[Dataset records]
■ ■ ■ ■ ■ ■ ■
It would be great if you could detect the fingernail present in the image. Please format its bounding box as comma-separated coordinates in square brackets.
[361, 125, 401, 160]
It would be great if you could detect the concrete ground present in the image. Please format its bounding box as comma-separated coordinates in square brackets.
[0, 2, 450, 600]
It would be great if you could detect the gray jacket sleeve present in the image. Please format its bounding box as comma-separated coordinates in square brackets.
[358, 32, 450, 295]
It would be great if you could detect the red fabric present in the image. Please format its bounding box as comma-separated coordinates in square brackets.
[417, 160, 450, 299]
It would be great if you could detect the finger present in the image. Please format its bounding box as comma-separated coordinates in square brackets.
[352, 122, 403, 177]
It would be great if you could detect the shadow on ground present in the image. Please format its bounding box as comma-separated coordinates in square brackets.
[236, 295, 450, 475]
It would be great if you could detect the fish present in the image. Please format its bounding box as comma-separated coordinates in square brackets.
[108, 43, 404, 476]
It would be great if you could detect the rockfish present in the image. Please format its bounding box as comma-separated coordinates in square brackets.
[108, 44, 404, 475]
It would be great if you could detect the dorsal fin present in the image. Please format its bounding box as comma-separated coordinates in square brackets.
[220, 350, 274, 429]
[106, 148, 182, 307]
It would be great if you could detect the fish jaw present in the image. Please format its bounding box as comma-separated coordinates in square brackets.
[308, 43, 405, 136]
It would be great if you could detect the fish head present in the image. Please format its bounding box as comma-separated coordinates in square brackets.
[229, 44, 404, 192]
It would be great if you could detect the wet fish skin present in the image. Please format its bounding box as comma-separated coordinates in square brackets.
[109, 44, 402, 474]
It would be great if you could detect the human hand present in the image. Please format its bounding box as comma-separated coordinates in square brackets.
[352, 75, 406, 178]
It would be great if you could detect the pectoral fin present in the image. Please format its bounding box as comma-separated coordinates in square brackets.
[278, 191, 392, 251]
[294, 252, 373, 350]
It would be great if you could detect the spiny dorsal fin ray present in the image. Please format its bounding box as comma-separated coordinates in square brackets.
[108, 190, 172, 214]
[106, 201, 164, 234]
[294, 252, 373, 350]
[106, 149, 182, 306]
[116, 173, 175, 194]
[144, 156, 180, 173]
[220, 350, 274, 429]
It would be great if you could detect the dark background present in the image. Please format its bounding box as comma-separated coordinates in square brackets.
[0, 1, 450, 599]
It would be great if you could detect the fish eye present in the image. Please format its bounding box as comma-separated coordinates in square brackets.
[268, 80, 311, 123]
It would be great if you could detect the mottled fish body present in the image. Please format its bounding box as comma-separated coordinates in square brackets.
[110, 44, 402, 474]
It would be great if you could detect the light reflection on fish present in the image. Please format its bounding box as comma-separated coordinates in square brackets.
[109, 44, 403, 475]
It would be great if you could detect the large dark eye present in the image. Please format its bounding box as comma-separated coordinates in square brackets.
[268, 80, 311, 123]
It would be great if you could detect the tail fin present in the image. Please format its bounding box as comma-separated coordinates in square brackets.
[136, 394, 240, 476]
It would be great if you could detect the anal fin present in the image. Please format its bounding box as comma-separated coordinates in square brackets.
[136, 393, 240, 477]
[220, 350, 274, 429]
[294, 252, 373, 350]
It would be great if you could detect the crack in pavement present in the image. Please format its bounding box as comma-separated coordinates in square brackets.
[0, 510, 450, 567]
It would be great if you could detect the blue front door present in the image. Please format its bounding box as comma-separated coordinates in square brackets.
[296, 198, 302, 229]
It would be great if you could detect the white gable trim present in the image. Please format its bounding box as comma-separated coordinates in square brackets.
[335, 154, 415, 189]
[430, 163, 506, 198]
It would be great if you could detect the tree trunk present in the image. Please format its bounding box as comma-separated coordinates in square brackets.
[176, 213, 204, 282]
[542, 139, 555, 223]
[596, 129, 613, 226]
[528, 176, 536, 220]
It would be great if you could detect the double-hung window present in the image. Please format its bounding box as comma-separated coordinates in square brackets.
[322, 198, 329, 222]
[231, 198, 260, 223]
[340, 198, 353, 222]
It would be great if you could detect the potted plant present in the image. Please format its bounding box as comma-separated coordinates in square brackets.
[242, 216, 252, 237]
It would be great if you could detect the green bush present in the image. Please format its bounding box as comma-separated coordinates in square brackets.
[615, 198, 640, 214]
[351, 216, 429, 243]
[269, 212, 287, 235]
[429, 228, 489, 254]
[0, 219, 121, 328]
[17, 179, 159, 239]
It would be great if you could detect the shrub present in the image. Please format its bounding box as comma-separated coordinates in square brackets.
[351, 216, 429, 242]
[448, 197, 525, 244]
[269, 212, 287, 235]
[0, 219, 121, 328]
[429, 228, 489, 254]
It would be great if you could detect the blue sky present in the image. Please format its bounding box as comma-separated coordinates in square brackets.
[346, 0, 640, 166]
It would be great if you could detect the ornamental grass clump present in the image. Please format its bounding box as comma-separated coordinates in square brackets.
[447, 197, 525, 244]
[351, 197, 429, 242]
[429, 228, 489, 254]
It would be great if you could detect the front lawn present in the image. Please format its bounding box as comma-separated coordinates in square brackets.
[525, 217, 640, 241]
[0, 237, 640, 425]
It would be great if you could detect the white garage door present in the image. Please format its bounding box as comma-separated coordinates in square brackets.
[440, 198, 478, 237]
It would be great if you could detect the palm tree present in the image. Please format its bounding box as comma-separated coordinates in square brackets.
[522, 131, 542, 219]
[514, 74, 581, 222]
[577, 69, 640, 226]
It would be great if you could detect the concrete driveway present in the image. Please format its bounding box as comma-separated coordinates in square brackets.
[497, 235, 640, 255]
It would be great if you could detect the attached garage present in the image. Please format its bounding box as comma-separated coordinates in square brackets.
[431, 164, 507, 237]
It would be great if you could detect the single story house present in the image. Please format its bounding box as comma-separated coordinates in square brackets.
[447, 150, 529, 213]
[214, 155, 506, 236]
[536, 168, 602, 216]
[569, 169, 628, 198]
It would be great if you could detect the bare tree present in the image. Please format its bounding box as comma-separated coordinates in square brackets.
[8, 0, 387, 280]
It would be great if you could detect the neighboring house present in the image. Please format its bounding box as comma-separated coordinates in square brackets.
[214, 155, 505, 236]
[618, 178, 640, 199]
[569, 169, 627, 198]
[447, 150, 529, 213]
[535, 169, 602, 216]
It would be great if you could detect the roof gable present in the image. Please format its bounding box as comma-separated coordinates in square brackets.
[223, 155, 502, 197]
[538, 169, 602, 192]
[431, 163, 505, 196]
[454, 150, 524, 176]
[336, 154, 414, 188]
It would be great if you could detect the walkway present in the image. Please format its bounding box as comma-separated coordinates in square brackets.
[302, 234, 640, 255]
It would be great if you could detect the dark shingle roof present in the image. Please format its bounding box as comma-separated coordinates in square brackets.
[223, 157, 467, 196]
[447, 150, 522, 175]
■ ■ ■ ■ ■ ■ ■
*TASK STATEMENT*
Copy out the lines of the material above verbatim, starting from the line containing "It would be great if you could detect the red" and ending with, and including, the line containing "[108, 43, 404, 476]".

*COMPLETED EXERCISE*
It would be great if you could detect the red fabric present in the image. Please format its bounding box as comma-separated coordinates in square brackets.
[417, 160, 450, 299]
It would be great if you could detect the finger present in the image. Please format its bounding box as comma-separated coordinates in square brackets.
[352, 122, 403, 177]
It would be great if you could detect the shadow on ground present in the image. Please format its bounding box as comma-separated coordinates in square brackets.
[236, 295, 450, 475]
It would be great if you could detect the fish present in the image. Please format its bounding box as comma-separated coordinates in square brackets.
[108, 43, 404, 476]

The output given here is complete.